Mech, I am the same way. Next to Philips screwdriver tips I cannot imagine a more consumable product than wire strippers. At least the stamped steel types.

I thought about the adjustable end type strippers like the very well made Knipex 11 series. Particularly the chromed versions with ergonomic grips. 










Then it dawned on me. Really? Great quality product but you have to adjust them for every size, they are two or three times the price of stamped strippers and take up more room in a pouch. I like the looks and all that but I won't delude myself into thinking they will strip wire any better or more efficiently than a $15 pair of Ideal T strippers. 

I have pretty much stayed with the Ideal stamped metal strippers for years now. I do use the ergonomic Super T models now though. Specifically the 45-618. It has a clip to keep them closed, the little 6/8 screw cutting holes, and thicker grips which work better for me. 










Don't get me wrong. Buy and use what you like or want. It is what makes the world go round. In fact, I had considered Klein's multipurpose pliers but at nearly $45 a pair I could not see them knocking my Knipex models off their pedestal and I already had strippers. These new models may be worth looking at with a price just under $30.


----------



## Satch (Mar 3, 2011)

HackWork said:


> I have always used the same hole to strip solid and stranded. Apparently I have to go back and fix a couple decades of work. Darn it.


Dang it, man. I didn't get the notice either.


----------



## MechanicalDVR (Dec 29, 2007)

Satch said:


> Mech, I am the same way. Next to Philips screwdriver tips I cannot imagine a more consumable product than wire strippers. At least the stamped steel types.
> 
> I have pretty much stayed with the Ideal stamped metal strippers for years now. I do use the ergonomic Super T models now though. Specifically the 45-618. It has a clip to keep them closed, the little 6/8 screw cutting holes, and thicker grips which work better for me.


When the Leatherman tool was first becoming popular I was gifted several by friends and relatives. I liked it a lot. When working in on a contract in Europe as a foreman I kept adding these type multi tools to my daily carry. I had a bag full of multitools of every kind. One afternoon during a inspector's work review I found myself needing to redo a simple power connection to a din audio video rack and a pair of linemen's would have made quick work of it. BUT I didn't have any. I had to chase down one of our guys in a rather large complex to get a pair of real pliers. After the job meeting the next day I reevaluated the issue of multitools. Since then the only one I find to be worthwhile is a 10in1 or similar screwdriver.


----------

REQUEST 1:
In the forum thread, which model number of Ideal Super T strippers does the first post's writer say they use?
REQUEST 2:
Return the lines of the entries exactly as they appear, starting with the line that contains "the orange jersey" and going on through the end of the entries.
The forum thread and the entries are unrelated to each other.

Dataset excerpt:
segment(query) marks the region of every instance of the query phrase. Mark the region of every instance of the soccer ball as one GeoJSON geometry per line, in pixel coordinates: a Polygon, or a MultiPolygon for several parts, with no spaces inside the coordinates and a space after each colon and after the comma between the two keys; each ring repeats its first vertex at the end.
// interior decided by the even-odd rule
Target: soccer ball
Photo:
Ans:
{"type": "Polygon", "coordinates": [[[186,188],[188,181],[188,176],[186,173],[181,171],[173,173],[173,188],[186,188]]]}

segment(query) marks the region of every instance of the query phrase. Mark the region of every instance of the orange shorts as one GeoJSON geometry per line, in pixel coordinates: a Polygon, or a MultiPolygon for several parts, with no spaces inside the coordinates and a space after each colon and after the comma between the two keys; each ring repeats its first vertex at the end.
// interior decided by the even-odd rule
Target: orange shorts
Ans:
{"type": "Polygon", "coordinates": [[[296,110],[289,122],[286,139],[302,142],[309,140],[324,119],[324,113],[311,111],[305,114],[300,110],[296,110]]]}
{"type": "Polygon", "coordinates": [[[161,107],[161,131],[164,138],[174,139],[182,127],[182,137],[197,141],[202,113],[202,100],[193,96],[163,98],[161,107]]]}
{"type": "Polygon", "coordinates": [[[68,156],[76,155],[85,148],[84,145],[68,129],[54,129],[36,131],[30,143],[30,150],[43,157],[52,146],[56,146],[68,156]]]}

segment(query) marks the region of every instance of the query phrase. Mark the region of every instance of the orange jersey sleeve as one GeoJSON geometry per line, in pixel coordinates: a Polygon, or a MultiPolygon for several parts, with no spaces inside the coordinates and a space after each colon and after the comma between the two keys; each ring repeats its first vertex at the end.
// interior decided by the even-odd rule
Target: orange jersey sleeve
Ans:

FINAL RESULT 1:
The 45-618.

FINAL RESULT 2:
segment(query) marks the region of every instance of the query phrase. Mark the region of every instance of the orange jersey sleeve as one GeoJSON geometry per line, in pixel coordinates: a Polygon, or a MultiPolygon for several parts, with no spaces inside the coordinates and a space after each colon and after the comma between the two keys; each ring repeats its first vertex at the end.
// interior decided by the even-odd rule
Target: orange jersey sleeve
Ans:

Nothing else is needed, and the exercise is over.